━━━ Text excerpt ━━━

Green Light: Cannabis opens new avenues for event planners


Taking your event to a new high used to mean something else before October 17, 2018. While the legalization of marijuana is still new to the Canadian cultural landscape, the future of event planning may involve many more shades of green.

The nascent and rapidly expanding cannabis market — the legal one, at least — brings a whole new set of opportunities for planners. Large-scale events like conferences are a great way for cannabis growers and retailers to gain market traction; they’re also a fantastic way to differentiate your brand and get your company’s name out there, too. I am currently working with my first cannabis sponsor — a grower and producer — and find the potential to enhance our event exceptionally exciting.

New Strains of Thought

Think about the potential for unique event elements: pot plant centrepieces, budtenders instead of bartenders, wedding weed and munchie bars, runner’s high clubs, trade show booths with weed merchandise — maybe even cannabis auction packages.

There’s even an opportunity for some cool team-building exercises: joint rolling classes, cooking with cannabis, seed-to-table workshops, glass blowing demos to create paraphernalia, high yoga — the list of activities is long and getting longer. As the space becomes professionalized, the options will become more numerous and better-polished.

Event swag your guests will love might take on a new meaning. For the first-time, every nominee of the 70th annual Emmy awards received a swag bag full of high-end cannabis goods and gadgets. Similarly, speaker gifts could include high-end marijuana edibles. It can even be incorporated into floral arrangements, ready to be enjoyed when the time is right.

━━━

## [Work instruction]
Continue the article on cannabis in event planning from its last paragraph, in the same voice.

━━━ Dataset extract ━━━

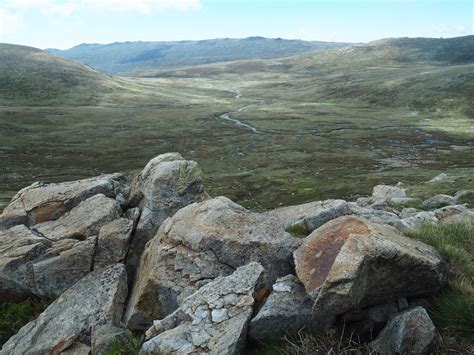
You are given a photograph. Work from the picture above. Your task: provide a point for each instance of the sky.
(66, 23)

━━━

## [Written reply]
Adding a bud bar service full of joints, glass pipes, one-hitters and small or large vaporizers allows for some great on-the-spot educational moments to help guests discover their ideal strain and preferred consumption methods.

Conference offsite activities including cannabis tours of a local shop or grower, cannabis lounges, wine & weed study tours, or cannabis spas. Cannabis lounges, like the holistic and membership-based vape lounge in Natural Budz can provide space for marijuana users to consume cannabis.

Up-and-Up, not High and Dry

Cannabis regulations vary from province to province, and sometimes even city to city — Richmond Hill and Markham, neighbouring municipalities in the Greater Toronto Area, both opted out of future plans to allow private retail cannabis stores, while others intend to allow them. Understanding these differences, and knowing which spaces can legally host your event and what it entails, will help to ensure that your event is on the up-and-up.

Similarly, event planners and event staff of the future will need to be educated on how to handle over-consumption and manage potential health risks caused by consumption of marijuana. Treating someone who is high might not be the same as treating someone who is drunk, and special training may be required.

Getting Ahead of the Curve

Exactly what effect cannabis legalization will have on the events and corporate meeting space is difficult to predict, but it’s safe to say it’ll be substantial. Widespread acceptance means it’ll be a welcome element outside of cannabis-focused conferences, and legalization means planners can actually include it as a line-item — if the local laws allow it. If they do, don’t just include cannabis — incorporate it into your event’s theme and amplify your message. Cannabis is planning professionals’ new creative outlet, and more importantly, an opportunity not to be missed.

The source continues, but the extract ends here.